■ Consigne A ■
Traduisez en anglais cette phrase du texte sur le Rova de Manjakamiadana : « En effet, selon la croyance, ce matériau était réservé à la dernière demeure (la tombe). »

■ Texte fourni ■
______

MON « ROVA », TON « ROVA », SON « ROVA » …

Madagascar en « guerre ».

Une guerre perpétuelle opposant le peuple à l’état. Le traditionalisme à la modernité. L’envie de changement à la peur de l’inconnu. L’acte à la parole. Le « Malgache » à « Malagasy ».

Et dans ce conflit, heureusement non armée, je vais me placer au beau milieu du no man’s land.

LES ROVA DE MANJAKAMIADANA
J’ai pu visiter le ROVA de Manjakamiadana peu de temps avant l’incendie de 1995. J’étais fasciné par son histoire. Et je n’ai su qu’à ce moment que le « ROVA » original, construit par Ranavalona I près d’un autre palais construit par Andrianampoinimerina, était en bois, car, à sa construction, il était interdit de construire une maison en pierre dans la ville. En effet, selon la croyance, ce matériau était réservé à la dernière demeure (la tombe).

______

■ Liste des enregistrements ■
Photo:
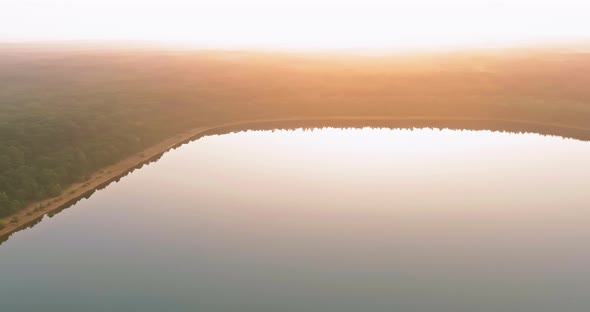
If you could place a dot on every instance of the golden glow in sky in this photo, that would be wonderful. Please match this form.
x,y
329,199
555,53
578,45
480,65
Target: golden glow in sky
x,y
303,24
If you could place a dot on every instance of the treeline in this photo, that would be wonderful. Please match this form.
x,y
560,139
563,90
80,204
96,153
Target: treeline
x,y
64,115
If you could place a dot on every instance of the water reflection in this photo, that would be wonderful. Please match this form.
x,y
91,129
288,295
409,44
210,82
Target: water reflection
x,y
514,127
373,219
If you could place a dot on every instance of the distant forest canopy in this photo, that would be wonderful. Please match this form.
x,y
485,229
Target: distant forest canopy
x,y
65,114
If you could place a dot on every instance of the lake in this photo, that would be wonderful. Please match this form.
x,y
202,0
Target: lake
x,y
330,219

______

■ Consigne B ■
Reprenez les lignes des enregistrements, de celle qui contient « of the water » jusqu’à la fin des enregistrements, en remplaçant « dot » par « marker » sans rien modifier d’autre.

■ Réponse attendue A ■
Indeed, according to belief, this material was reserved for the final resting place (the tomb).

■ Réponse attendue B ■
If you could place a marker on every instance of the water reflection in this photo, that would be wonderful. Please match this form.
x,y
91,129
288,295
409,44
210,82
Target: water reflection
x,y
514,127
373,219
If you could place a marker on every instance of the distant forest canopy in this photo, that would be wonderful. Please match this form.
x,y
485,229
Target: distant forest canopy
x,y
65,114
If you could place a marker on every instance of the lake in this photo, that would be wonderful. Please match this form.
x,y
202,0
Target: lake
x,y
330,219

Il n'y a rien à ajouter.